(Data extracted from a collection)
--------------------
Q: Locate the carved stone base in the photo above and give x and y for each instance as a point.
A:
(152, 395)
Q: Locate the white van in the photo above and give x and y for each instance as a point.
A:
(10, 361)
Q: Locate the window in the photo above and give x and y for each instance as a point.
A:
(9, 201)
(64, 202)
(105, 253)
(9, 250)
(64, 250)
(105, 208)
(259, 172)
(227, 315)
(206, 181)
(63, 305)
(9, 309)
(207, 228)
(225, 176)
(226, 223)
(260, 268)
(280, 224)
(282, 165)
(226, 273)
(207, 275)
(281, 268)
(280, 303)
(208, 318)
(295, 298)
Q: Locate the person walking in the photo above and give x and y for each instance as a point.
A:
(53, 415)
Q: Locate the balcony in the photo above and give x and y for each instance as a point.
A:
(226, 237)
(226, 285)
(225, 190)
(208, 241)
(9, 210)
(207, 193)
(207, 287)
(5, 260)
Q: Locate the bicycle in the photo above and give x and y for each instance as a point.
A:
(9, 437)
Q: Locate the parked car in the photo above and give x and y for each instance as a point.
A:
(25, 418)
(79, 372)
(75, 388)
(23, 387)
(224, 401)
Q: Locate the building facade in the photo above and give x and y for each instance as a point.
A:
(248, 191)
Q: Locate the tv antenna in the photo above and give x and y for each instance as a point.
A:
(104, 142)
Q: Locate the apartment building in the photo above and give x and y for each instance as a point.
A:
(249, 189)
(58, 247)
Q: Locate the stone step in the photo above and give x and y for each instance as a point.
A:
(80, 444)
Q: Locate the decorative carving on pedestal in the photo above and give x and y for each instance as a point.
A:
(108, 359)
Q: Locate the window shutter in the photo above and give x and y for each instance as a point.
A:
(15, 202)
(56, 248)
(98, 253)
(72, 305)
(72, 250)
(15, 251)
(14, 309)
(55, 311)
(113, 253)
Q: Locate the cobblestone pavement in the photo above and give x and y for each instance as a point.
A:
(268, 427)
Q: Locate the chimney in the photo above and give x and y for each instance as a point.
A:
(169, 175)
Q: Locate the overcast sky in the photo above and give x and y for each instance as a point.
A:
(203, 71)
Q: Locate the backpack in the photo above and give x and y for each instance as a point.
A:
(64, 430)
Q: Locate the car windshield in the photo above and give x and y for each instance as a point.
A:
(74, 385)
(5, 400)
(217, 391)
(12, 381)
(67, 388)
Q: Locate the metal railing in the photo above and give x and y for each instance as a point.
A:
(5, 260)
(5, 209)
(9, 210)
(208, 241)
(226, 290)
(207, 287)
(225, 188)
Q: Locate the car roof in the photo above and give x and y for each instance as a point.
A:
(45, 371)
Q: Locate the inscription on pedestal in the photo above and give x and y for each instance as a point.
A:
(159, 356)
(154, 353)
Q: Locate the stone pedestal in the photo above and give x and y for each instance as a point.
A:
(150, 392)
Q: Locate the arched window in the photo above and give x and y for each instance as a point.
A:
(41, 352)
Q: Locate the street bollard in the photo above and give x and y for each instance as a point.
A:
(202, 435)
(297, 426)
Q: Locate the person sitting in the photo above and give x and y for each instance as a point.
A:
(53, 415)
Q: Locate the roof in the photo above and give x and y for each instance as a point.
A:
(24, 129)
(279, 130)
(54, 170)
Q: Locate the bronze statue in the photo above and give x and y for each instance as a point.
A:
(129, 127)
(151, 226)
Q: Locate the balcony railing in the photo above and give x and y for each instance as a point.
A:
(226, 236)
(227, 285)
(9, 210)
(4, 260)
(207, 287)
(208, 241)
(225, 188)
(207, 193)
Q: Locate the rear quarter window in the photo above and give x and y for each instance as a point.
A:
--------------------
→ **TASK STATEMENT**
Your answer must be the line that contains "Q: Locate the balcony railing" and every line after it to the end of the records, reproduced exactly.

→ **YOUR RESPONSE**
Q: Locate the balcony railing in the photo above and give x and y for each instance as a point.
A:
(226, 236)
(227, 285)
(9, 210)
(4, 260)
(207, 287)
(208, 241)
(225, 188)
(207, 193)
Q: Locate the rear quarter window in the photo above and give x and y for each instance as a point.
A:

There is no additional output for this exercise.